#### Instruction 1:
List every line of the entries below that contains the word "tent".

--- BEGIN Selected passage ---

This is also ignoring the fact that the ILOCK is held in exclusive
mode during IO completion while doing file size and extent
manipulation transactions. IOWs we can block waiting on IO
completion before we even decide if we can do the IO with shared
locking. Hence there are new IO submission serialisation points in
the fast path that will also slow down the cases where we have to do
exclusive locking....

So, yeah, I can only see bad things occurring by lifting the ILOCK
up into the high level IO path. And, of course, once it's taken
there, people will find new reasons to expand it's scope and the
problems will only get worse...

> So I dunno... to me, I would start with that approach and then as the
> implementation soaks, perhaps see if we can find a way to optimize away
> the extra cycle and lookup.

I don't see how we can determine if we can do the unlaigned IO
holding a shared lock without doing an extent lookup. It's the
underlying extent state that makes shared locking possible, and I
can't think of any other state we can look at to make this decision.

Hence I think this path is simply a dead end with no possibility of
further optimisation. Of course, if you can solve the problem
without needing an extent lookup, then we can talk about how to
avoid racing with actual extent mapping changes done under the
ILOCK... :)

Cheers,

Dave.
Brian Foster Jan. 14, 2021, 10:23 a.m. UTC | #4
On Thu, Jan 14, 2021 at 09:49:35AM +1100, Dave Chinner wrote:
> On Wed, Jan 13, 2021 at 10:32:15AM -0500, Brian Foster wrote:
> > On Wed, Jan 13, 2021 at 10:29:23AM +1100, Dave Chinner wrote:
> > > On Tue, Jan 12, 2021 at 05:26:15PM +0100, Christoph Hellwig wrote:
> > > > Add a flag to request that the iomap instances do not allocate blocks
> > > > by translating it to another new IOMAP_NOALLOC flag.
> > > 
> > > Except "no allocation" that is not what XFS needs for concurrent
> > > sub-block DIO.
> > > 
> > > We are trying to avoid external sub-block IO outside the range of
> > > the user data IO (COW, sub-block zeroing, etc) so that we don't
> > > trash adjacent sub-block IO in flight. This means we can't do
> > > sub-block zeroing and that then means we can't map unwritten extents
> > > or allocate new extents for the sub-block IO.  It also means the IO
> > > range cannot span EOF because that triggers unconditional sub-block
> > > zeroing in iomap_dio_rw_actor().
> > > 
> > > And because we may have to map multiple extents to fully span an IO
> > > range, we have to guarantee that subsequent extents for the IO are
> > > also written otherwise we have a partial write abort case. Hence we
> > > have single extent limitations as well.
> > > 
> > > So "no allocation" really doesn't describe what we want this flag to
> > > at all.
> > > 
> > > If we're going to use a flag for this specific functionality, let's
> > > call it what it is: IOMAP_DIO_UNALIGNED/IOMAP_UNALIGNED and do two
> > > things with it.

--- END Selected passage ---
--- BEGIN Data shown ---

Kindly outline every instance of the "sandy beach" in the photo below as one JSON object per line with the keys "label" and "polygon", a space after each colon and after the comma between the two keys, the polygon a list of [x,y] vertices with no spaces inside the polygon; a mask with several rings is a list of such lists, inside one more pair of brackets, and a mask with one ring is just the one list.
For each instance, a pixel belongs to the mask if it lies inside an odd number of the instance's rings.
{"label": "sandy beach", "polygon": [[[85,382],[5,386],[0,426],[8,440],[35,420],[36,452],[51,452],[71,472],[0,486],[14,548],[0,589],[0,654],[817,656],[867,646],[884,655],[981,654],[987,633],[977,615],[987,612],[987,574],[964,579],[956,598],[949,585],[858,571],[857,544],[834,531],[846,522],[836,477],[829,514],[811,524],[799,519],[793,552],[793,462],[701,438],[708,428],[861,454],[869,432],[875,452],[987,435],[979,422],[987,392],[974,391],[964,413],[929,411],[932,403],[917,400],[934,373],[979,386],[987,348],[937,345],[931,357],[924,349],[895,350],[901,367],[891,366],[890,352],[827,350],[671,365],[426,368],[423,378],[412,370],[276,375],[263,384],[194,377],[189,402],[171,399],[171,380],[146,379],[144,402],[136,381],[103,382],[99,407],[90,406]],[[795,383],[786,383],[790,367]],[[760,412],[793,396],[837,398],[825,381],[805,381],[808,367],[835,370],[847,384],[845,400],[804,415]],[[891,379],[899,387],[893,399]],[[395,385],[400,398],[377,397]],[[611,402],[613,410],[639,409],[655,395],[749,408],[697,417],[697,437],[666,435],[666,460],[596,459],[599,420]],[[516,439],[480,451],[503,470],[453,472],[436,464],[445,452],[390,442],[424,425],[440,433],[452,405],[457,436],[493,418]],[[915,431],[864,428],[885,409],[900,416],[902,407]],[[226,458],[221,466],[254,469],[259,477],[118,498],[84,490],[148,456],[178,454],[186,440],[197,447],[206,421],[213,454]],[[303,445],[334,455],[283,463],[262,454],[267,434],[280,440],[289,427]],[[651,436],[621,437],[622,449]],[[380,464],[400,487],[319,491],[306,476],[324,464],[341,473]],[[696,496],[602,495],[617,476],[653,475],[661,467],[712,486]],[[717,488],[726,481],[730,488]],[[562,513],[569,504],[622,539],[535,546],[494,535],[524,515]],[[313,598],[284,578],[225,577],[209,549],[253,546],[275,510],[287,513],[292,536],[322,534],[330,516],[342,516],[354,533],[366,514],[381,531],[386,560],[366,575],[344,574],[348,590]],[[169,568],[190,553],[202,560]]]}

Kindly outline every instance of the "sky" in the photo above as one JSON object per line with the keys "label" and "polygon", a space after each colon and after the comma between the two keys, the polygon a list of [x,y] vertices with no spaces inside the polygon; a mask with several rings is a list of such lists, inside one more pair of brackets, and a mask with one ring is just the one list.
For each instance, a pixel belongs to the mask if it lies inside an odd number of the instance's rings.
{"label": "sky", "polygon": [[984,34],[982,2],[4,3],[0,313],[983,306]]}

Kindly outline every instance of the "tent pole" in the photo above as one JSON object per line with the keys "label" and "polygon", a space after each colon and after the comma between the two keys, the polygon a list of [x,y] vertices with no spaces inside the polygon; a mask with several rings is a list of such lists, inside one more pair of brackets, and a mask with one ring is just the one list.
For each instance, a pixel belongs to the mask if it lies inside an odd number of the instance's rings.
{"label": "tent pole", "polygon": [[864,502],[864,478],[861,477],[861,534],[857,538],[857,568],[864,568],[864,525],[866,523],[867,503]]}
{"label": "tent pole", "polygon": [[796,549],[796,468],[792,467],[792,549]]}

--- END Data shown ---

#### Instruction 2:
Copy the part of the discussion above about XFS locking and unaligned IO, starting at "I don't see" and ending at "make this decision.".

#### Task solution 1:
Kindly outline every instance of the "tent pole" in the photo above as one JSON object per line with the keys "label" and "polygon", a space after each colon and after the comma between the two keys, the polygon a list of [x,y] vertices with no spaces inside the polygon; a mask with several rings is a list of such lists, inside one more pair of brackets, and a mask with one ring is just the one list.
{"label": "tent pole", "polygon": [[864,502],[864,478],[861,477],[861,534],[857,538],[857,568],[864,568],[864,525],[866,523],[867,503]]}
{"label": "tent pole", "polygon": [[796,549],[796,468],[792,467],[792,549]]}

#### Task solution 2:
I don't see how we can determine if we can do the unlaigned IO
holding a shared lock without doing an extent lookup. It's the
underlying extent state that makes shared locking possible, and I
can't think of any other state we can look at to make this decision.